§ SOURCE EXTRACT
*** Block opens ***

Understanding Pre-Diabetes / Patients who come in for physicals or other check-ups can be screened for diabetes


Understanding Pre-Diabetes

Posted by Mark Hosko, MD in Medical Education 26 Aug 2013

Many patients diagnosed with type 2 diabetes express surprise and shock that the disease seemed to sneak up on them out of nowhere. The truth is, however, that the blood glucose levels in these individuals have been above the normal range for quite some time. Research has indicated that a lot of damage to the body resulting from diabetes, including significant damage to the cardiovascular and circulatory systems, actually occurred during this pre-diabetic stage.


Pre-diabetes is the precursor to diabetes. Other than having actual blood glucose measurements in hand, most people who have pre-diabetes and even diabetes may have few if any symptoms, and frequently those symptoms may not be recognized. Symptoms of pre-diabetes may include feeling extreme, unexplained fatigue; frequent or recurring infections; cuts and bruises that heal slowly; tingling or numbness in the extremities; blurry vision; needing to urinate frequently; and being unusually thirsty.


Portland Urgent Care patients who come in for physicals or other check-ups can be screened for diabetes.


It is not guaranteed that you will develop type 2 diabetes if you are pre-diabetic, but a family history of diabetes, obesity, high cholesterol, high blood pressure, and belonging to certain high-risk ethnic and minority groups makes the risk of developing diabetes more likely.

*** Block closes ***

§ STORED DATA
*** Block opens ***

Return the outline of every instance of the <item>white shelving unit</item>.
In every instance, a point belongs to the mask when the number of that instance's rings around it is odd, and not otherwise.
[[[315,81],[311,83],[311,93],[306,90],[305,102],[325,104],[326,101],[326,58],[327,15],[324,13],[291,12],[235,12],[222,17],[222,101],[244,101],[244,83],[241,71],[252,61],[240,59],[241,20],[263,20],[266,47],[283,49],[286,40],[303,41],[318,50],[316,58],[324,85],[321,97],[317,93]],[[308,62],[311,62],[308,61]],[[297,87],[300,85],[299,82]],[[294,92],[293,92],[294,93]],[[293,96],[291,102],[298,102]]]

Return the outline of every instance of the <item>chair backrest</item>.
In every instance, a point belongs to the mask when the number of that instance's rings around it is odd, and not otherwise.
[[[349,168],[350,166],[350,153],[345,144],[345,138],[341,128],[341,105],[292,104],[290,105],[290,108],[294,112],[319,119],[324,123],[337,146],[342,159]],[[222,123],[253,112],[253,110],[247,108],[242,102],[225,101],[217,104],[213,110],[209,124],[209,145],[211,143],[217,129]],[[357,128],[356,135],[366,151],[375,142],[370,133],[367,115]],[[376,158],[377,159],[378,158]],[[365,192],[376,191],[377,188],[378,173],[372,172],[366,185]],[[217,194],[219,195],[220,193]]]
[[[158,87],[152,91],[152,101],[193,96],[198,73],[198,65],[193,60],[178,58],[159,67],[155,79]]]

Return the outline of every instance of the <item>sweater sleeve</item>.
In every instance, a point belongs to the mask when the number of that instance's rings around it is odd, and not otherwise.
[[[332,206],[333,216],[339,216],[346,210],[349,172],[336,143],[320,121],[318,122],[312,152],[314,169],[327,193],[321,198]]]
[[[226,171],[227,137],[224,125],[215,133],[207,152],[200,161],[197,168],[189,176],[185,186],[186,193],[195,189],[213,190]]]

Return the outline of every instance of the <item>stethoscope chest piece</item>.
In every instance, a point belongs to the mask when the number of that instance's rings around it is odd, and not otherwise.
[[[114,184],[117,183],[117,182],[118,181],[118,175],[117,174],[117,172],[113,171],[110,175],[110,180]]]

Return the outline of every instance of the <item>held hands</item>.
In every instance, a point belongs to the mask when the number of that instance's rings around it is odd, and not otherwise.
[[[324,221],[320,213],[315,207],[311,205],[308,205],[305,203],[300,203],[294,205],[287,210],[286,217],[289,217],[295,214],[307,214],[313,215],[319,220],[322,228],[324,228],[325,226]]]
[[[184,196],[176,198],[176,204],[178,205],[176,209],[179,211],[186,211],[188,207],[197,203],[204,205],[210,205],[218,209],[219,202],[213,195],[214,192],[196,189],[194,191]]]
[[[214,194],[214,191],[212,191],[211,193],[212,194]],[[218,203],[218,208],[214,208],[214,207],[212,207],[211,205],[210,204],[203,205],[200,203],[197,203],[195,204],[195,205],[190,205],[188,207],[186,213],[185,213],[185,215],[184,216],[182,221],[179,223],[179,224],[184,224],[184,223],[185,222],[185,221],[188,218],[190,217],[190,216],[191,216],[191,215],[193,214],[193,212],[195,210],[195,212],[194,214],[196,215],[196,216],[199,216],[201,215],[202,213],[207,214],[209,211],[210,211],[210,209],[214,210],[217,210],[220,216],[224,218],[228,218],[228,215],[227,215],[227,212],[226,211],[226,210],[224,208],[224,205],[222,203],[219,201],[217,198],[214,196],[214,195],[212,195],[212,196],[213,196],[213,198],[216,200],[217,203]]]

*** Block closes ***

Update the pre-diabetes article, starting with "Pre-diabetes is the" and going on through "diabetes more likely.", and change "blurry vision" to "blurred vision". The rows are separate material, apart from the pre-diabetes article.

§ OUTPUT OF THE EXERCISE
Pre-diabetes is the precursor to diabetes. Other than having actual blood glucose measurements in hand, most people who have pre-diabetes and even diabetes may have few if any symptoms, and frequently those symptoms may not be recognized. Symptoms of pre-diabetes may include feeling extreme, unexplained fatigue; frequent or recurring infections; cuts and bruises that heal slowly; tingling or numbness in the extremities; blurred vision; needing to urinate frequently; and being unusually thirsty.


Portland Urgent Care patients who come in for physicals or other check-ups can be screened for diabetes.


It is not guaranteed that you will develop type 2 diabetes if you are pre-diabetic, but a family history of diabetes, obesity, high cholesterol, high blood pressure, and belonging to certain high-risk ethnic and minority groups makes the risk of developing diabetes more likely.